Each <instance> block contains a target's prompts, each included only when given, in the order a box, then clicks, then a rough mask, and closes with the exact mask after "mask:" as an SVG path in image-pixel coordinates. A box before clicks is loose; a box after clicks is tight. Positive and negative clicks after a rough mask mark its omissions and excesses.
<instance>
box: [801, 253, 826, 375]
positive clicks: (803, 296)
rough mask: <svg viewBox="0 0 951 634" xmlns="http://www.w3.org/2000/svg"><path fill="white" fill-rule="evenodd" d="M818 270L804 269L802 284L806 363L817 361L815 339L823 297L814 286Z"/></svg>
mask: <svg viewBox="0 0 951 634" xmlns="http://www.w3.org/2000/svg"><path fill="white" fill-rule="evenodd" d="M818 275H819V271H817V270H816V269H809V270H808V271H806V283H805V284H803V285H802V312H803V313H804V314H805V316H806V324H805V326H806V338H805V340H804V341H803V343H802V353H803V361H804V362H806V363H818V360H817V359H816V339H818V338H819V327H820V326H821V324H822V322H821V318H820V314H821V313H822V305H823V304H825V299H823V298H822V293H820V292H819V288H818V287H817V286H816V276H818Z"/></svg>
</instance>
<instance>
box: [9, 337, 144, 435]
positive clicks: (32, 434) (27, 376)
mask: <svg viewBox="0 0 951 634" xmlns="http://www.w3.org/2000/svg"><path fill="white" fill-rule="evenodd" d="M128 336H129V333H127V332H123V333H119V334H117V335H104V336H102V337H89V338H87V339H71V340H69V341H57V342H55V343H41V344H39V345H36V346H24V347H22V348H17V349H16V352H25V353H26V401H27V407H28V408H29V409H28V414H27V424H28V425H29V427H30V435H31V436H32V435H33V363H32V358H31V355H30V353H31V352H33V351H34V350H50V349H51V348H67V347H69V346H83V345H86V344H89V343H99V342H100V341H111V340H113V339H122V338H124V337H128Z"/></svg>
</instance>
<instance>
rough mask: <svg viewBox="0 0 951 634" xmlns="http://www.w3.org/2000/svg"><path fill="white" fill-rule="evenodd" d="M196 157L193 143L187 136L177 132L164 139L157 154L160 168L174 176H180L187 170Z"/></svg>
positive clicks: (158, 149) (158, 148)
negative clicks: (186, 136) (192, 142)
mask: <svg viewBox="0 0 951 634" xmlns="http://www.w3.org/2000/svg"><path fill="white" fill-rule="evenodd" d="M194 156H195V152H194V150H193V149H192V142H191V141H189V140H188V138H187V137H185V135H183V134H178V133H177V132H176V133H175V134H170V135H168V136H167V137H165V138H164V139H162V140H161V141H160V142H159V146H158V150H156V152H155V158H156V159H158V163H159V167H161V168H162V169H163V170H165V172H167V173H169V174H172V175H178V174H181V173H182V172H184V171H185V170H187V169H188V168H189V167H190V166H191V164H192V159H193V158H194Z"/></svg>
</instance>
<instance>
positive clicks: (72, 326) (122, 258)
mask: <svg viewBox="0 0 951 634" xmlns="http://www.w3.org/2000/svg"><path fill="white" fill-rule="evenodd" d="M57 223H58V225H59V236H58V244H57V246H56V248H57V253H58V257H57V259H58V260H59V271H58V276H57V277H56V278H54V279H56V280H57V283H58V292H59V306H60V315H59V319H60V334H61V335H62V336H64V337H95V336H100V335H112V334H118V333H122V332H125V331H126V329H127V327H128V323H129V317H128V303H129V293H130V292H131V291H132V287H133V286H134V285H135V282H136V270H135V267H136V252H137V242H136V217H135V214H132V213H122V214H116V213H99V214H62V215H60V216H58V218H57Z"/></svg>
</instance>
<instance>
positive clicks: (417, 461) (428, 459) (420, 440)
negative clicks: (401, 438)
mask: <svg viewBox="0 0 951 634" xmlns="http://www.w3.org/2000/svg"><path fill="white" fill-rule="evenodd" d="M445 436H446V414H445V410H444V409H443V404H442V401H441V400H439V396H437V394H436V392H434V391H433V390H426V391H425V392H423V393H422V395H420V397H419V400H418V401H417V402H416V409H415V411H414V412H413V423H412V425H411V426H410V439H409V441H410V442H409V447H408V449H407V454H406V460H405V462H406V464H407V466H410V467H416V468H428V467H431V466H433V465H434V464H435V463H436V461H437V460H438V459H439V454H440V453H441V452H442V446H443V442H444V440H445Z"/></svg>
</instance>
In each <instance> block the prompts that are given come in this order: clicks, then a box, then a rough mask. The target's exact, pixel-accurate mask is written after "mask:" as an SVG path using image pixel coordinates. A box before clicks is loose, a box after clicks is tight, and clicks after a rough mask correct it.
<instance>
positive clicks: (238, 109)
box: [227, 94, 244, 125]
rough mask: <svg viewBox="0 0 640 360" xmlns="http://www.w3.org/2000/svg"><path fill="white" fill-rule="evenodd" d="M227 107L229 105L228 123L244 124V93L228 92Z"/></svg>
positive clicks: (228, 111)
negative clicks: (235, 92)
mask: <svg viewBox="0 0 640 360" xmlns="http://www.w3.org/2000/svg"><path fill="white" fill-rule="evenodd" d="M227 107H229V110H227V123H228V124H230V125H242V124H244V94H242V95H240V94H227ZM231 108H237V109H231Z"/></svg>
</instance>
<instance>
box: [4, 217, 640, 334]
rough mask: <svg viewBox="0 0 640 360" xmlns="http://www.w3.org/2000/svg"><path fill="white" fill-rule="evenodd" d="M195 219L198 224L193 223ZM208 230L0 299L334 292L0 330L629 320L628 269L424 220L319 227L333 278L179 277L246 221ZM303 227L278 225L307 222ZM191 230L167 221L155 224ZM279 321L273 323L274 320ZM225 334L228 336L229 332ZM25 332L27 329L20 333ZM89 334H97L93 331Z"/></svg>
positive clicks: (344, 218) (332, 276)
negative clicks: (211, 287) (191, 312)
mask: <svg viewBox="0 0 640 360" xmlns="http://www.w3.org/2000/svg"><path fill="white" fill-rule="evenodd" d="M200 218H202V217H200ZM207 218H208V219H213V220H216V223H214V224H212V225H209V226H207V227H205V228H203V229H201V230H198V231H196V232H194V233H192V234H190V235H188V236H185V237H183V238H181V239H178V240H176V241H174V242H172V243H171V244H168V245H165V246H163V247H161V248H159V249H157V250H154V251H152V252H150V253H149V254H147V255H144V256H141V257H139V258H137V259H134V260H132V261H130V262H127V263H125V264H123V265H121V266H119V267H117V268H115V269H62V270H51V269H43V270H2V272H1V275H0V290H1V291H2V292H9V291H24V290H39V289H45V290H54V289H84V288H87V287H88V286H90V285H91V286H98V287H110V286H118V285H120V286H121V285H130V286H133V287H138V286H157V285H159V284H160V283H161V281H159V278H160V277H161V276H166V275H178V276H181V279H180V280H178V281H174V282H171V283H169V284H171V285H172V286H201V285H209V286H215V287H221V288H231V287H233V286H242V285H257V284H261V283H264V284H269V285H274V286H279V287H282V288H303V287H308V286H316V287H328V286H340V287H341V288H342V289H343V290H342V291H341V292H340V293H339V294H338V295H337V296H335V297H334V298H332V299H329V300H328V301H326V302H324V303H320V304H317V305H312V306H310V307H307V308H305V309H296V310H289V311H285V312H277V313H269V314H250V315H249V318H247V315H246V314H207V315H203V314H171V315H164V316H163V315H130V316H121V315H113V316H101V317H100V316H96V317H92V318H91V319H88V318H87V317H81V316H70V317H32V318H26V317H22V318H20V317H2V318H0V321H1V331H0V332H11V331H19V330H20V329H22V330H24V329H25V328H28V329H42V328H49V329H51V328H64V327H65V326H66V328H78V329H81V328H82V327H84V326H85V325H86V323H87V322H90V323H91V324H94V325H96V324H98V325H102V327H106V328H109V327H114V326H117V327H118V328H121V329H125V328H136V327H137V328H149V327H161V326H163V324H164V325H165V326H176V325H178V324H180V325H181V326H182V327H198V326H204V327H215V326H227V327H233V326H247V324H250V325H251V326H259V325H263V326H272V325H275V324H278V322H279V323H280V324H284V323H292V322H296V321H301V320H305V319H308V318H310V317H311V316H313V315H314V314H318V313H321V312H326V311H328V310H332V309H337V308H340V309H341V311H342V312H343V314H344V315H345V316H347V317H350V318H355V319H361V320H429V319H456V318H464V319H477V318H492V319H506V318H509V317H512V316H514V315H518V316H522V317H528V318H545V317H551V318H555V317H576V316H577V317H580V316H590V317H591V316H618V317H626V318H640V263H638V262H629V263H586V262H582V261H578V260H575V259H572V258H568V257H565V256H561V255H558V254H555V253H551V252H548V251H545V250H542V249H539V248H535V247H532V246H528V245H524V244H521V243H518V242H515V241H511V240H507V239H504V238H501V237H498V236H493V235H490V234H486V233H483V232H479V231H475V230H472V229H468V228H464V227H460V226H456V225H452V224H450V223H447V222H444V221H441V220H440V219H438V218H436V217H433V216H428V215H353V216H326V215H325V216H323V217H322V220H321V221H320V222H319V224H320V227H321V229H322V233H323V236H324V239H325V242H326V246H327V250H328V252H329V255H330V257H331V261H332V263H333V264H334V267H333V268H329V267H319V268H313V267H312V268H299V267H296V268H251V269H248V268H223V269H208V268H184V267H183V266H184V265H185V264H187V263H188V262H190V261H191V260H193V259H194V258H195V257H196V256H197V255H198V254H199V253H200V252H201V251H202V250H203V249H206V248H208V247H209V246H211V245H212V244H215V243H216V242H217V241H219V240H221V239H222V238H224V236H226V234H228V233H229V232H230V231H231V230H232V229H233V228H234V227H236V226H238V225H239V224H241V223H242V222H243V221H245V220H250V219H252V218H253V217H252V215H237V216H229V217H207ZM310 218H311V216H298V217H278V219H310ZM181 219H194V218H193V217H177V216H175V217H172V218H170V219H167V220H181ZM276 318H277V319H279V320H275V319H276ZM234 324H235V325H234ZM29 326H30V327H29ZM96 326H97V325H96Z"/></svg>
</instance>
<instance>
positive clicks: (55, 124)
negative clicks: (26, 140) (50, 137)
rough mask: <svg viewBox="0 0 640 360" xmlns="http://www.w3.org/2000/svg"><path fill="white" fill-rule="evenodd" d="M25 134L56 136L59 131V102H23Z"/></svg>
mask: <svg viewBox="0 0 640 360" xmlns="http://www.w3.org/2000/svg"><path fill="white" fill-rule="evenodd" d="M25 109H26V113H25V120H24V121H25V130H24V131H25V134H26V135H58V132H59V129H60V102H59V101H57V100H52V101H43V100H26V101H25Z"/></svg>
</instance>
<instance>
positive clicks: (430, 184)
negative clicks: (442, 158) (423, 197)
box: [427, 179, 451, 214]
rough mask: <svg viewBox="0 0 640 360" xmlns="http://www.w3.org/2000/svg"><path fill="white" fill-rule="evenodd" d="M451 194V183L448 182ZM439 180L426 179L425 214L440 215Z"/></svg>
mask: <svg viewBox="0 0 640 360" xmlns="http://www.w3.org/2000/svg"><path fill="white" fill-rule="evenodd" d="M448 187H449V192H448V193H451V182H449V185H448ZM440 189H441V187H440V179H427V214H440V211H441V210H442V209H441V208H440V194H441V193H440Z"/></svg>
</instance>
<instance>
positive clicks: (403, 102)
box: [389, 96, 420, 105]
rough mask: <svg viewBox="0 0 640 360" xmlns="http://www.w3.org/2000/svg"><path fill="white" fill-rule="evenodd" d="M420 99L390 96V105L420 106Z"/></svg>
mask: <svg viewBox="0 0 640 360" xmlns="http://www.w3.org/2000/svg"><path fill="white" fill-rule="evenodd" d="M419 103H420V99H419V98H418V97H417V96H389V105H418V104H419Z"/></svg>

REQUIRED ACTION
Reproduce, character for character, the lines of the records that begin at the line containing "194V183L448 182ZM439 180L426" and end after the line containing "box: [389, 96, 420, 105]", including both of those lines.

THE COMPLETED TASK
rough mask: <svg viewBox="0 0 640 360" xmlns="http://www.w3.org/2000/svg"><path fill="white" fill-rule="evenodd" d="M451 194V183L448 182ZM439 180L426 179L425 214L440 215Z"/></svg>
mask: <svg viewBox="0 0 640 360" xmlns="http://www.w3.org/2000/svg"><path fill="white" fill-rule="evenodd" d="M448 187H449V192H448V193H451V182H449V185H448ZM440 189H441V187H440V179H427V214H440V211H441V210H442V209H441V208H440V194H441V193H440Z"/></svg>
</instance>
<instance>
positive clicks: (403, 102)
box: [389, 96, 420, 105]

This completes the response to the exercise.